■ WHAT TO PRODUCE ■
Decide whether each statement agrees with the AI summary below, and give yes or no for each with the deciding words of the summary quoted exactly. (a) The framework cuts its memory footprint by 45%. (b) The framework works only with proprietary LLMs. (c) Performance on terminology queries rises by 17.6%.

🤖 AI Summary
To address low accuracy and high memory overhead in 3GPP standard question answering for telecom intelligent services, this paper proposes a lightweight, open-source RAG framework tailored for 6G. Methodologically, it introduces the first domain-specific hybrid retrieval paradigm for telecommunications—jointly leveraging official 3GPP documentation and web search results; designs a dictionary-enhanced query refinement mechanism to improve technical term understanding; and incorporates a lightweight neural router for dynamic retrieval path selection. The framework is fully compatible with open-source LLMs and features an optimized RAG pipeline. Key contributions include: (1) the first efficient, 3GPP-specialized QA framework; (2) significant improvements in technical QA accuracy (+17.6%) and terminology query performance (+10.6%); and (3) a 45% reduction in memory footprint. The open-sourced model achieves GPT-4–level performance on telecom-specific benchmarks.

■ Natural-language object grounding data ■

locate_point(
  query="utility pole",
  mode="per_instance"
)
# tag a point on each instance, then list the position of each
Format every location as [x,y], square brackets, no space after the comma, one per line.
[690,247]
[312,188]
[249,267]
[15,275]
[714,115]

■ ANSWER SECTION ■
(a) Yes: "a 45% reduction in memory footprint"
(b) No: "The framework is fully compatible with open-source LLMs"
(c) No: "terminology query performance (+10.6%)"